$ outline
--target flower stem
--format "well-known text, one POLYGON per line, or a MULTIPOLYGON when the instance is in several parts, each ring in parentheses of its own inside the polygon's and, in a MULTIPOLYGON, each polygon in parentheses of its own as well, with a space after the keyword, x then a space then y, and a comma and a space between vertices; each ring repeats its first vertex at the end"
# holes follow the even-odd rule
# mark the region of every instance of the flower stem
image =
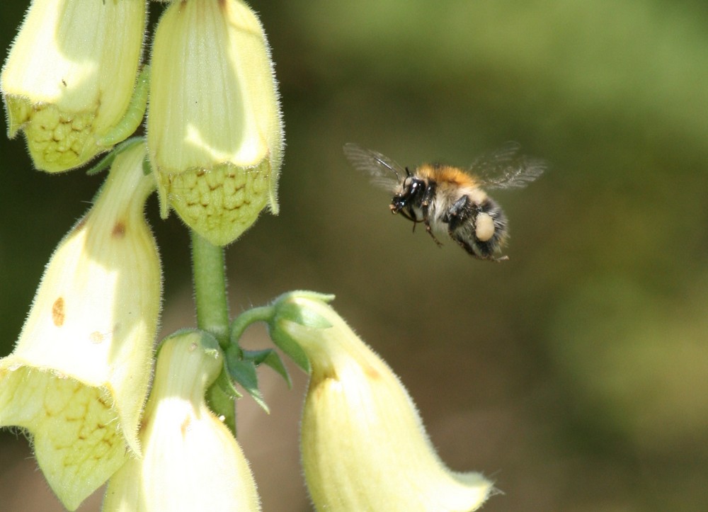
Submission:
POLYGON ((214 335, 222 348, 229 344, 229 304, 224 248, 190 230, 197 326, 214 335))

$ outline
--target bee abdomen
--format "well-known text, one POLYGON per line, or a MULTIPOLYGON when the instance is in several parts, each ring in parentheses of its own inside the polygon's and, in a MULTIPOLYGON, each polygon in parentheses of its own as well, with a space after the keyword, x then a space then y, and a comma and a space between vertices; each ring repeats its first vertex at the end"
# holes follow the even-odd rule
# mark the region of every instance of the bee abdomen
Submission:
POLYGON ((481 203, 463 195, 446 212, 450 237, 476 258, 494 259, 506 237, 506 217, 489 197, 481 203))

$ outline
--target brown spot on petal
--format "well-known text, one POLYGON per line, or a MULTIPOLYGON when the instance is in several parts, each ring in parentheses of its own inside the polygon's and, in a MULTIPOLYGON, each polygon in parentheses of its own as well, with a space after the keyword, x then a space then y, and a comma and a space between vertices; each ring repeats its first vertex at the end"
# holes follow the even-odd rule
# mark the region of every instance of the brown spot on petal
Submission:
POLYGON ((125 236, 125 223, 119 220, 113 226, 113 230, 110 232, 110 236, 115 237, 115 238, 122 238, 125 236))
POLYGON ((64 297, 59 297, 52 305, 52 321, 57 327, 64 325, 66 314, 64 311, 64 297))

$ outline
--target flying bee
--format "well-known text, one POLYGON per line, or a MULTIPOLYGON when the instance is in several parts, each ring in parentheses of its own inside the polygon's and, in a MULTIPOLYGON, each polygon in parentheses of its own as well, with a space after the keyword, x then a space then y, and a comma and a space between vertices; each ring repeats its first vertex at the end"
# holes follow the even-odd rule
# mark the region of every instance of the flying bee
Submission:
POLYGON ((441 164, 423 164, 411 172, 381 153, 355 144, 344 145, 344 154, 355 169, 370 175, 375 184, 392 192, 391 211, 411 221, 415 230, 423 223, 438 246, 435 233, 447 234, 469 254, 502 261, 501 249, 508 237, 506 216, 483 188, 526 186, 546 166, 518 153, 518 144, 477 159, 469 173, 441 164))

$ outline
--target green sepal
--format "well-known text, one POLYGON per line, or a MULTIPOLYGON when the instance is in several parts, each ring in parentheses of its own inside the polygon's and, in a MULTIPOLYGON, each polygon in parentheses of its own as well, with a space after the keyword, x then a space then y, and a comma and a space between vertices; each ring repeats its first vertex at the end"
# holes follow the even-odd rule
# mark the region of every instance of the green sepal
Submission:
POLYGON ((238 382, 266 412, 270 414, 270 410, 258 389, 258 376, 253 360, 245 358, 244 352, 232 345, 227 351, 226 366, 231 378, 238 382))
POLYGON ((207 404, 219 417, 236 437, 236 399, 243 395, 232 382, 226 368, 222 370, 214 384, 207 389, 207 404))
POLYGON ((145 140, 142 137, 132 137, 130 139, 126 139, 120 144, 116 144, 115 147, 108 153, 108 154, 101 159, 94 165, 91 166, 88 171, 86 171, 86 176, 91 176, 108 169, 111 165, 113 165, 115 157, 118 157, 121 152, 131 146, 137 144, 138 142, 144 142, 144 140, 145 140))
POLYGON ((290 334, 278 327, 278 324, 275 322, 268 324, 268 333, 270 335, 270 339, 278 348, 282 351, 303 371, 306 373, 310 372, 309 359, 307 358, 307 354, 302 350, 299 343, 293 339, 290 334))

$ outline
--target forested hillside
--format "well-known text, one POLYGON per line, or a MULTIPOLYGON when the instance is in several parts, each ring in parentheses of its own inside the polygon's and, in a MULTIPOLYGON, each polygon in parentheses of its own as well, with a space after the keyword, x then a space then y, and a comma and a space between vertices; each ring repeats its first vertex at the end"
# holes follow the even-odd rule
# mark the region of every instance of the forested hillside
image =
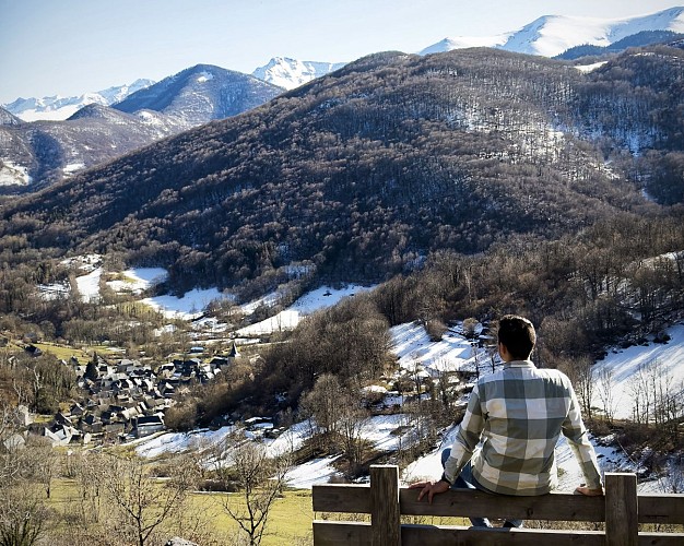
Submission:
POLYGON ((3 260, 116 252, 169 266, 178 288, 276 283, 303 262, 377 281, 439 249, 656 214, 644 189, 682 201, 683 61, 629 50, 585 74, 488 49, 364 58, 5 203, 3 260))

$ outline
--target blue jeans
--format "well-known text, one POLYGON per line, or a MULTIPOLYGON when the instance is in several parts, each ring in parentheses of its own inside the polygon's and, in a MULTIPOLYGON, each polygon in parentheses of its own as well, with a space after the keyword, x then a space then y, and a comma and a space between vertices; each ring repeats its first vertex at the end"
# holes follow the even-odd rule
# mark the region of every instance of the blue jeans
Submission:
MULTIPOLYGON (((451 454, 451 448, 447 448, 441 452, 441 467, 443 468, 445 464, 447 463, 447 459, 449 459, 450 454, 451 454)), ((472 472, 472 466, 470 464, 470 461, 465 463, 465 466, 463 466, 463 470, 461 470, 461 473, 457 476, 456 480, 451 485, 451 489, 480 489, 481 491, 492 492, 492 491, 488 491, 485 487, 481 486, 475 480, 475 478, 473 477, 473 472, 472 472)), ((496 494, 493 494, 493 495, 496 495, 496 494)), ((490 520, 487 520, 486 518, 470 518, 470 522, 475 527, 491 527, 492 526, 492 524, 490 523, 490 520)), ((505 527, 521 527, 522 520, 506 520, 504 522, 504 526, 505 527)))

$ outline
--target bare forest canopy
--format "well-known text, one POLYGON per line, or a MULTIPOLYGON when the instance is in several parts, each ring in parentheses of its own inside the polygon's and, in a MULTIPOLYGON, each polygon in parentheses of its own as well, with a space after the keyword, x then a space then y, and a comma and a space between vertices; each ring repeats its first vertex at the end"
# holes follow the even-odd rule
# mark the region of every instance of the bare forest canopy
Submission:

::::::::::

Do not include the images; transcribe the rest of the listing exactly.

(SOLUTION TO THIS EXERCISE):
$ outline
--target flower stem
--format "well-known text, one POLYGON per line, or a MULTIPOLYGON when the instance is in several parts, each ring in parentheses of its own inside the polygon's and, in a MULTIPOLYGON, each polygon in parentheses of its own as well, with a space after the keyword, x then a space then y, and a comma and a space between vertices; each ring repeats its first vertex at the end"
# holes follow the even-odd rule
# mark the region of every instance of the flower stem
image =
Submission:
POLYGON ((214 335, 222 348, 229 344, 229 304, 224 248, 190 230, 197 326, 214 335))

$ outline
--target bee abdomen
--format "well-known text, one POLYGON per line, or a MULTIPOLYGON when the instance is in several parts, each ring in parentheses of its own inside the polygon's and, in a MULTIPOLYGON, each polygon in parentheses of its own as well, with a space after the keyword, x then a space then y, and a comma and a space between vertices; each ring repeats its first vertex at the end"
# holes follow the even-odd rule
# mark the region of every instance of the bee abdomen
Submission:
POLYGON ((481 203, 463 195, 446 212, 450 237, 476 258, 494 259, 506 237, 506 217, 489 197, 481 203))

$ outline
--target brown spot on petal
--format "well-known text, one POLYGON per line, or a MULTIPOLYGON when the instance is in several parts, each ring in parentheses of its own inside the polygon's and, in a MULTIPOLYGON, each polygon in parentheses of its own as well, with a space after the keyword, x then a space then y, and a comma and a space between vertices; each ring repeats its first vertex at the end"
# holes follow the even-odd rule
# mark the region of every instance of the brown spot on petal
Submission:
POLYGON ((125 236, 125 223, 119 220, 113 226, 113 230, 110 232, 110 236, 115 237, 115 238, 122 238, 125 236))
POLYGON ((64 297, 59 297, 52 305, 52 321, 57 327, 64 325, 66 314, 64 311, 64 297))

$ outline
--target flying bee
--format "well-known text, one POLYGON per line, or a MULTIPOLYGON when the instance is in several parts, each ring in parentheses of its own inside the polygon's and, in a MULTIPOLYGON, each polygon in parentheses of its own as well, with a space after the keyword, x then a space then y, and a comma and a space between vertices; each ring repeats its first vertex at the end"
# holes follow the even-odd rule
# mark the region of every instance of the flying bee
Submission:
POLYGON ((441 164, 423 164, 411 172, 381 153, 355 144, 344 145, 344 154, 355 169, 370 175, 375 184, 392 192, 391 211, 411 221, 415 230, 423 223, 438 246, 435 233, 447 234, 469 254, 502 261, 501 249, 508 237, 506 216, 483 188, 526 186, 546 166, 518 153, 518 144, 477 159, 469 173, 441 164))

$ outline
--target green sepal
--format "well-known text, one POLYGON per line, or a MULTIPOLYGON when the instance is in several parts, each ring in parentheses of its own inside the polygon's and, in a MULTIPOLYGON, each polygon in parentheses of its own as well, with a space after the keyword, x then a space then y, and a comma and a space between vertices; each ring repeats its first vertex at the end"
# holes follow the even-odd rule
# mark the region of every instance of the green sepal
Submission:
POLYGON ((238 382, 266 412, 270 414, 270 410, 258 389, 258 376, 253 360, 245 358, 244 352, 232 345, 227 351, 226 366, 231 378, 238 382))
POLYGON ((207 404, 219 417, 236 437, 236 399, 243 395, 232 382, 226 368, 222 370, 214 384, 207 389, 207 404))
POLYGON ((145 140, 142 137, 132 137, 130 139, 126 139, 120 144, 116 144, 115 147, 108 153, 108 154, 101 159, 94 165, 91 166, 88 171, 86 171, 86 176, 91 176, 108 169, 111 165, 113 165, 115 157, 118 157, 121 152, 131 146, 137 144, 138 142, 144 142, 144 140, 145 140))
POLYGON ((290 334, 278 327, 278 324, 275 322, 268 324, 268 333, 270 335, 270 339, 278 348, 282 351, 303 371, 306 373, 310 372, 309 359, 307 358, 307 354, 302 350, 299 343, 293 339, 290 334))

$ outline
--target forested hillside
--format "well-known text, one POLYGON per line, or a MULTIPOLYGON when the instance is in several parts, each ring in parentheses of its own inside the polygon's and, in a MULTIPOLYGON, each polygon in parentheses of its own as well, with a space after the keyword, x then a space then y, and a comma and a space between vertices; each ring repeats its first vertex at the end"
# holes follow the even-odd rule
# mark the region of every instance of the forested hillside
image =
Submission:
POLYGON ((3 260, 116 252, 169 266, 178 288, 276 283, 303 262, 377 281, 439 249, 656 214, 644 189, 682 201, 683 61, 629 50, 585 74, 488 49, 364 58, 5 203, 3 260))

$ outline
--target blue jeans
--format "well-known text, one POLYGON per line, or a MULTIPOLYGON when the instance is in several parts, each ring in parentheses of its own inside the polygon's and, in a MULTIPOLYGON, each polygon in parentheses of its own as well, with a space after the keyword, x then a space then y, and a comma and a space between vertices; each ring repeats its first vertex at the end"
# holes follow the even-odd rule
# mark the region of every instance of the blue jeans
Submission:
MULTIPOLYGON (((451 454, 451 448, 447 448, 441 452, 441 467, 443 468, 445 464, 447 463, 447 459, 449 459, 450 454, 451 454)), ((472 472, 472 466, 470 464, 470 461, 465 463, 465 466, 463 466, 463 470, 461 470, 461 473, 457 476, 456 480, 451 485, 451 489, 480 489, 481 491, 492 492, 492 491, 488 491, 485 487, 481 486, 475 480, 475 478, 473 477, 473 472, 472 472)), ((496 494, 493 494, 493 495, 496 495, 496 494)), ((490 520, 487 520, 486 518, 470 518, 470 522, 475 527, 491 527, 492 526, 492 524, 490 523, 490 520)), ((505 527, 521 527, 522 520, 506 520, 504 522, 504 526, 505 527)))

$ outline
--target bare forest canopy
--format "well-known text, one POLYGON per line, or a MULTIPOLYGON when the instance is in several parts, each ring in parentheses of its own inside the polygon's and, in a MULTIPOLYGON, each polygon in parentheses of its own as well, with a space after the keyword, x then a space then y, and a comma and a space between vertices; each ring repeats its first vertex at the end"
# holes follow the even-odd rule
# mark the region of every instance of the bare forest canopy
Submission:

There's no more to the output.